> [Given task] Output every entry exactly as written, skipping any pictures.

> [Material]
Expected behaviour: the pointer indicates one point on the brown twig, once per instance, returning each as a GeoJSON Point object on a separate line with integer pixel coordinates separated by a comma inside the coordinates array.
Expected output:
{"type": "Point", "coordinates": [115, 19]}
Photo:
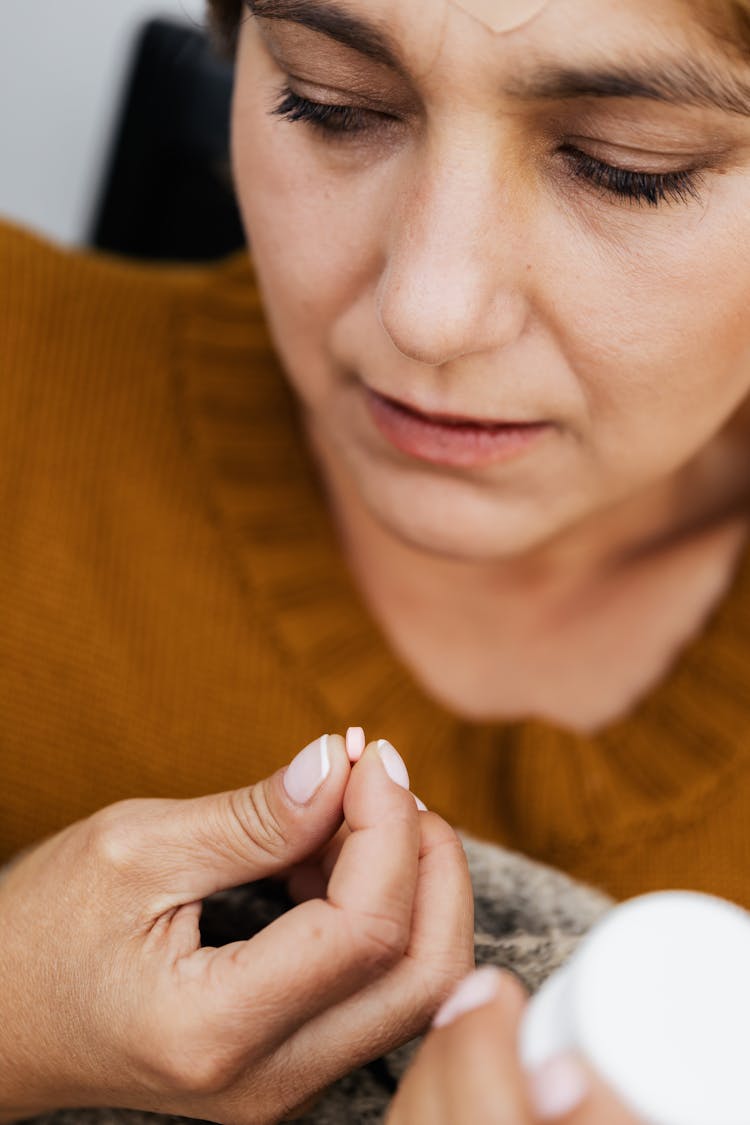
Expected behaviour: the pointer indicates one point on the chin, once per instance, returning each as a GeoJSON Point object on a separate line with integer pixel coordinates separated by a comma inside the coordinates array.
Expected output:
{"type": "Point", "coordinates": [461, 529]}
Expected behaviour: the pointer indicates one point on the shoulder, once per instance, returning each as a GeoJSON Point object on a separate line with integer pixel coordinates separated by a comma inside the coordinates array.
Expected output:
{"type": "Point", "coordinates": [37, 276]}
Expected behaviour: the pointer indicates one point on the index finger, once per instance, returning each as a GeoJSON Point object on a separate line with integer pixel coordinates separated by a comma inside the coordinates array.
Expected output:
{"type": "Point", "coordinates": [567, 1091]}
{"type": "Point", "coordinates": [323, 951]}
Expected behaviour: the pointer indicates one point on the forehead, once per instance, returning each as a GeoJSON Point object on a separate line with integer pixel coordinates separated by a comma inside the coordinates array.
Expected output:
{"type": "Point", "coordinates": [505, 16]}
{"type": "Point", "coordinates": [542, 26]}
{"type": "Point", "coordinates": [561, 48]}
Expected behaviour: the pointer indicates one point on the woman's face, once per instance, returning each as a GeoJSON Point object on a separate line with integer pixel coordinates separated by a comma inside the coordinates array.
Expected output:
{"type": "Point", "coordinates": [549, 225]}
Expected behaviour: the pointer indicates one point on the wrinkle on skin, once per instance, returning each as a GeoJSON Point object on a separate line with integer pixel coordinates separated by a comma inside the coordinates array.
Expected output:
{"type": "Point", "coordinates": [502, 16]}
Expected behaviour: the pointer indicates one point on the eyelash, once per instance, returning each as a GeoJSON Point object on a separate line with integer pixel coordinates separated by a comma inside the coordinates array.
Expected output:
{"type": "Point", "coordinates": [650, 188]}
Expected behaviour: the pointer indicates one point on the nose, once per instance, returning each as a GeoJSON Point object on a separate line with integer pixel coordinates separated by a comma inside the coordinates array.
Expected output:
{"type": "Point", "coordinates": [452, 284]}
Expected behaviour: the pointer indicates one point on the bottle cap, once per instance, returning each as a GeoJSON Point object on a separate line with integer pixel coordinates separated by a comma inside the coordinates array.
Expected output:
{"type": "Point", "coordinates": [657, 999]}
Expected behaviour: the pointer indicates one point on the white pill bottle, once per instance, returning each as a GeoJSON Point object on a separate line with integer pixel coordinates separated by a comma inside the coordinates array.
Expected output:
{"type": "Point", "coordinates": [657, 999]}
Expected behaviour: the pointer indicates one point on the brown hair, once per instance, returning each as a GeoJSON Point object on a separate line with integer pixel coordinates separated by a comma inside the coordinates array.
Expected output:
{"type": "Point", "coordinates": [224, 17]}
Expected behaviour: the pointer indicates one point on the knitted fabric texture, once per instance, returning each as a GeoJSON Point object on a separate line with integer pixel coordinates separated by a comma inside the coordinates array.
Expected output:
{"type": "Point", "coordinates": [178, 618]}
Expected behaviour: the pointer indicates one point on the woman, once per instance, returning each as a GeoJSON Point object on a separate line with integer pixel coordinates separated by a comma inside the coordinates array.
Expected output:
{"type": "Point", "coordinates": [478, 248]}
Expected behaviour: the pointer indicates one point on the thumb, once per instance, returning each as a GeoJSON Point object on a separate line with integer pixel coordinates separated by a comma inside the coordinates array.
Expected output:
{"type": "Point", "coordinates": [190, 849]}
{"type": "Point", "coordinates": [566, 1091]}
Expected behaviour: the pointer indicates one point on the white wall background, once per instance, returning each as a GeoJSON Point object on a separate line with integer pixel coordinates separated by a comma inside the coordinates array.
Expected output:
{"type": "Point", "coordinates": [63, 64]}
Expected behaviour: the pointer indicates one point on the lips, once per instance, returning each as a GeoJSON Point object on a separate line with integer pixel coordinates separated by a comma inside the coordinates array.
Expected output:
{"type": "Point", "coordinates": [450, 420]}
{"type": "Point", "coordinates": [450, 439]}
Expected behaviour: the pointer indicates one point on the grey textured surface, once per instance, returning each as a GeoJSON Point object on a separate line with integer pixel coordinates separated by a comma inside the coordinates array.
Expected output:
{"type": "Point", "coordinates": [529, 919]}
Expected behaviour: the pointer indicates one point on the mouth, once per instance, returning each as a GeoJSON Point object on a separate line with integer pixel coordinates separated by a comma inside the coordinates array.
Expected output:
{"type": "Point", "coordinates": [450, 439]}
{"type": "Point", "coordinates": [450, 420]}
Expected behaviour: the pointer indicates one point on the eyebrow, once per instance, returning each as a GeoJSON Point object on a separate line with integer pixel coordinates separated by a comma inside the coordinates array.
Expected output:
{"type": "Point", "coordinates": [678, 82]}
{"type": "Point", "coordinates": [337, 24]}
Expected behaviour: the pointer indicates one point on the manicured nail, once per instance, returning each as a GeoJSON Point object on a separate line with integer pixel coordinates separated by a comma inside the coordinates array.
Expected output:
{"type": "Point", "coordinates": [307, 772]}
{"type": "Point", "coordinates": [354, 744]}
{"type": "Point", "coordinates": [558, 1087]}
{"type": "Point", "coordinates": [394, 763]}
{"type": "Point", "coordinates": [473, 991]}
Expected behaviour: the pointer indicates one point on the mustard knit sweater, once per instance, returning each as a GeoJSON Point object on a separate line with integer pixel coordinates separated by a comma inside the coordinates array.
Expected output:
{"type": "Point", "coordinates": [175, 617]}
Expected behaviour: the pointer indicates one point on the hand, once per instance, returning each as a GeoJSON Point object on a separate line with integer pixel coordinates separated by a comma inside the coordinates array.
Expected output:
{"type": "Point", "coordinates": [107, 998]}
{"type": "Point", "coordinates": [468, 1072]}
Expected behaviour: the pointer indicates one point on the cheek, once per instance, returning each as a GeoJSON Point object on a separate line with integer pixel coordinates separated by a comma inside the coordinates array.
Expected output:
{"type": "Point", "coordinates": [651, 311]}
{"type": "Point", "coordinates": [313, 231]}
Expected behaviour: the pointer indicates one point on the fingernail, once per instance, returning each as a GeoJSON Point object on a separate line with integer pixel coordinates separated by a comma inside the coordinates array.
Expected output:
{"type": "Point", "coordinates": [354, 743]}
{"type": "Point", "coordinates": [394, 763]}
{"type": "Point", "coordinates": [307, 772]}
{"type": "Point", "coordinates": [558, 1087]}
{"type": "Point", "coordinates": [473, 991]}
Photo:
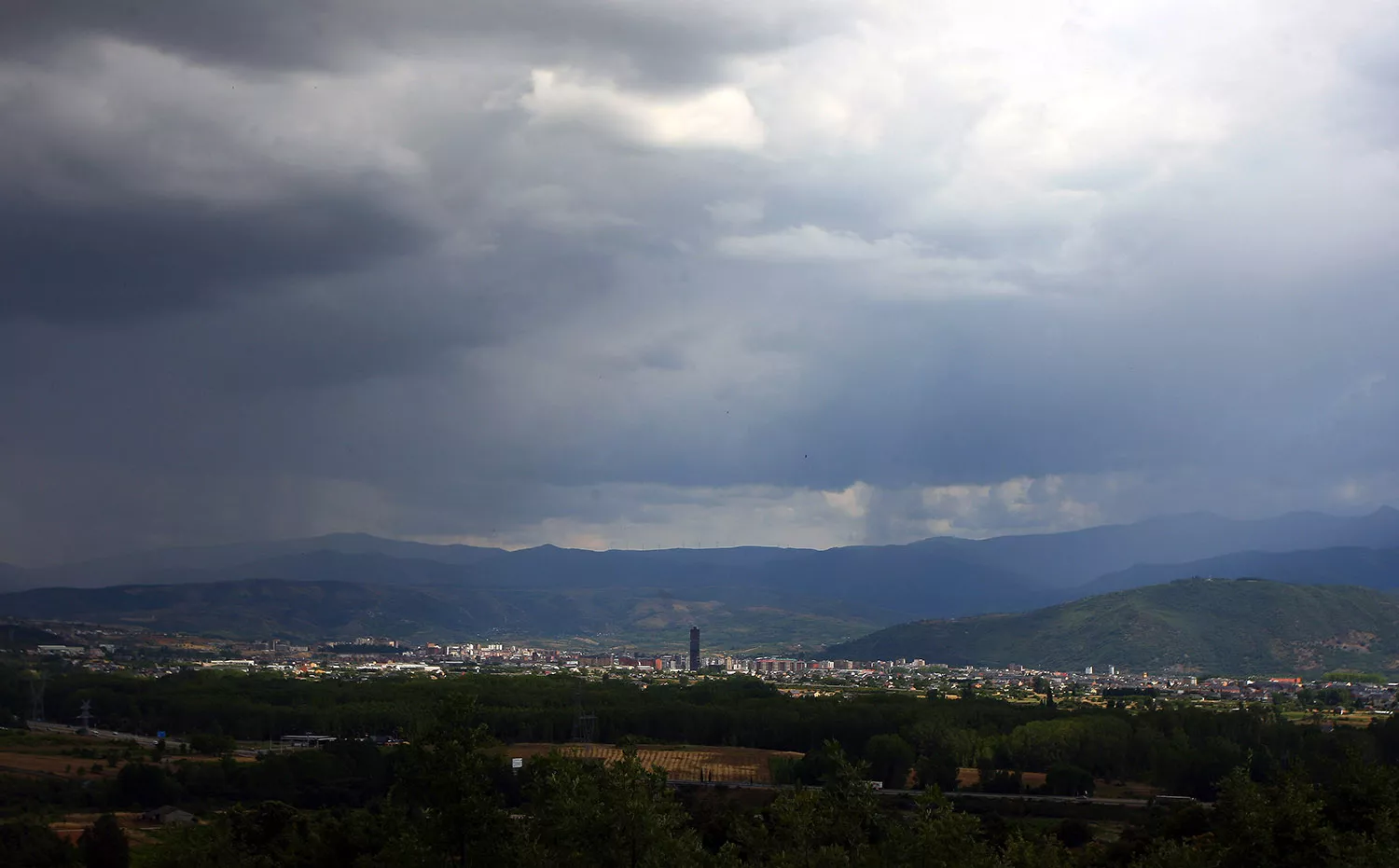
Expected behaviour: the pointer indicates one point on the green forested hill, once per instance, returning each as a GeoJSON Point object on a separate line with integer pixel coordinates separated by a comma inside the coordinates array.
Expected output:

> [Solution to this task]
Expected behaviour: the pointer indicates one point on the brown twig, once per instance, returning each as a GeoJSON Point object on a separate line with integer pixel coordinates separated by a comma inside the coordinates array.
Expected output:
{"type": "Point", "coordinates": [115, 19]}
Photo:
Expected behaviour: the pointer indicates one point on the chin, once per instance, returning each as a GeoJSON Point object on a separate line with integer pixel coordinates separated by a comma inside the coordinates array.
Expected output:
{"type": "Point", "coordinates": [461, 529]}
Expected behaviour: the pointer indicates one point on the shoulder, once per instance, returning each as a GeoJSON Point object on a separate line with integer pixel coordinates separated by a comma inside the coordinates array.
Expected output:
{"type": "Point", "coordinates": [37, 276]}
Expected behaviour: the pointer indicates one point on the index finger, once per instance, returning each as a GeoJSON Point object on a separate line with integer pixel coordinates separated by a comma inside the coordinates array.
Expected output:
{"type": "Point", "coordinates": [567, 1091]}
{"type": "Point", "coordinates": [323, 951]}
Expected behaviour: the pointer indicates one point on the forehead, once per instance, returning each as a GeoJSON Point object on a separate line with integer pixel coordinates separated by a comma inside the coordinates array.
Expected output:
{"type": "Point", "coordinates": [505, 16]}
{"type": "Point", "coordinates": [542, 26]}
{"type": "Point", "coordinates": [561, 48]}
Expected behaviour: the pointer indicates one point on the woman's face, once per instance, returning each as a GeoJSON Point object on a separate line with integer pixel coordinates separated by a comma inside the coordinates array.
Expected output:
{"type": "Point", "coordinates": [549, 225]}
Expected behaviour: the pointer indicates one point on the wrinkle on skin, once per instance, returning each as a GeoJSON Point object on a separate line with integer pixel coordinates separated by a comma inside the coordinates array.
Expected output:
{"type": "Point", "coordinates": [502, 16]}
Expected behaviour: the pointer indicates one point on the eyelash, once per instance, returning each as a GeoJSON Point object on a separate line with integer pixel coordinates separated by a comma inside the coordinates array.
Expected output:
{"type": "Point", "coordinates": [650, 188]}
Expected behaviour: the pointer indicates one point on the nose, once per instance, returning each as a GeoJSON Point object on a separate line with integer pixel coordinates separated by a comma inside the coordinates array.
Expected output:
{"type": "Point", "coordinates": [452, 284]}
Expected behaviour: the pointer indicates one point on the bottle cap, once per instance, returning each as a GeoJSON Point object on a separate line with integer pixel coordinates separated by a comma inside the coordinates array.
Expected output:
{"type": "Point", "coordinates": [657, 999]}
Expected behaviour: the pointer indicates one point on the white pill bottle, once per instance, returning each as a GeoJSON Point object on a separate line with integer pixel coordinates separated by a comma inside the coordinates array.
Expected output:
{"type": "Point", "coordinates": [657, 999]}
Expected behaviour: the pointer indicates one point on the brown hair, once per instance, returning each as a GeoJSON Point object on a separate line with integer pixel coordinates separated by a comma inside the coordinates array.
Expected output:
{"type": "Point", "coordinates": [224, 17]}
Expected behaviour: the pointer indicates one point on the knitted fabric texture, once per instance, returning each as a GeoJSON Point object on a separate line with integer pixel coordinates separated by a comma inside the coordinates array.
Expected output:
{"type": "Point", "coordinates": [178, 618]}
Expected behaviour: the pointer indicates one point on the woman, once per instance, returning each as a GeoJSON Point object on a separate line with integer pixel coordinates separated by a comma inside the coordinates array.
Expected output:
{"type": "Point", "coordinates": [478, 248]}
Expected behaviour: the pointer indicates one point on the thumb, once per instance, returning each as a GeoJSON Point object on a separate line with integer pixel coordinates separated by a comma inside the coordinates array.
Expected output:
{"type": "Point", "coordinates": [190, 849]}
{"type": "Point", "coordinates": [566, 1091]}
Expected behaviour: the pointer indicates one point on the white wall background, once per instance, returning each as a GeoJSON Point object on a separate line with integer pixel coordinates separated by a comma inside the coordinates array.
Expected output:
{"type": "Point", "coordinates": [63, 64]}
Expected behaviour: the pointer indicates one point on the lips, once per instance, returning each as a GeoJSON Point object on a separate line with integer pixel coordinates separated by a comma inside the coordinates array.
Expected output:
{"type": "Point", "coordinates": [450, 420]}
{"type": "Point", "coordinates": [450, 439]}
Expected behaviour: the pointer indicates one point on the grey textured surface, once per instance, returning each as a GeoJSON Point object on a separate line with integer pixel coordinates separated by a comma inside the coordinates array.
Expected output:
{"type": "Point", "coordinates": [529, 919]}
Expected behaviour: the pointer indicates one point on the mouth, once per instance, returning each as a GeoJSON Point object on a separate line with integer pixel coordinates separated by a comma inside the coordinates array.
Expected output:
{"type": "Point", "coordinates": [450, 439]}
{"type": "Point", "coordinates": [450, 420]}
Expected behaviour: the pointer indicates one point on the eyebrow, once per instance, returning each as a GeoJSON Point object on a separate line with integer pixel coordinates separated by a comma inside the coordinates array.
Expected output:
{"type": "Point", "coordinates": [678, 82]}
{"type": "Point", "coordinates": [337, 24]}
Expected behaviour: the pointer indicates one point on the manicured nail, once per instance, returning each as a GeoJSON Point object on a separate line with integer pixel coordinates separated by a comma inside the coordinates array.
Expected output:
{"type": "Point", "coordinates": [307, 772]}
{"type": "Point", "coordinates": [354, 744]}
{"type": "Point", "coordinates": [558, 1087]}
{"type": "Point", "coordinates": [394, 763]}
{"type": "Point", "coordinates": [473, 991]}
Expected behaviour: the pointer indicates one point on the mustard knit sweater, once per instance, returning each as a GeoJSON Point object on a separate line with integer pixel coordinates separated by a comma inside the coordinates array.
Expected output:
{"type": "Point", "coordinates": [175, 617]}
Expected behaviour: the pointer indicates one point on the hand, once per instance, returning each as a GeoJSON Point object on a separate line with integer pixel coordinates separated by a comma inside the coordinates array.
Expected output:
{"type": "Point", "coordinates": [107, 998]}
{"type": "Point", "coordinates": [468, 1072]}
Expected behaviour: the pointer indicates one point on the cheek, once per instance, returning each as a GeoJSON Point object on a separate line with integer pixel coordinates separated by a comma inside the coordinates array.
Expected output:
{"type": "Point", "coordinates": [651, 311]}
{"type": "Point", "coordinates": [313, 231]}
Expected behaviour: the pointer indicates one point on the fingernail, once per instance, returning each as a GeoJSON Point object on a separate line with integer pixel coordinates separated by a comma inside the coordinates array.
Expected output:
{"type": "Point", "coordinates": [354, 743]}
{"type": "Point", "coordinates": [394, 763]}
{"type": "Point", "coordinates": [307, 772]}
{"type": "Point", "coordinates": [558, 1087]}
{"type": "Point", "coordinates": [473, 991]}
Photo:
Expected behaviour: the pointer indicates one point on the green forested hill, once per instance, returning each as a GeoJSON Point object on a separate line with integer pixel coordinates separated by a comma inside the coordinates array.
Expected output:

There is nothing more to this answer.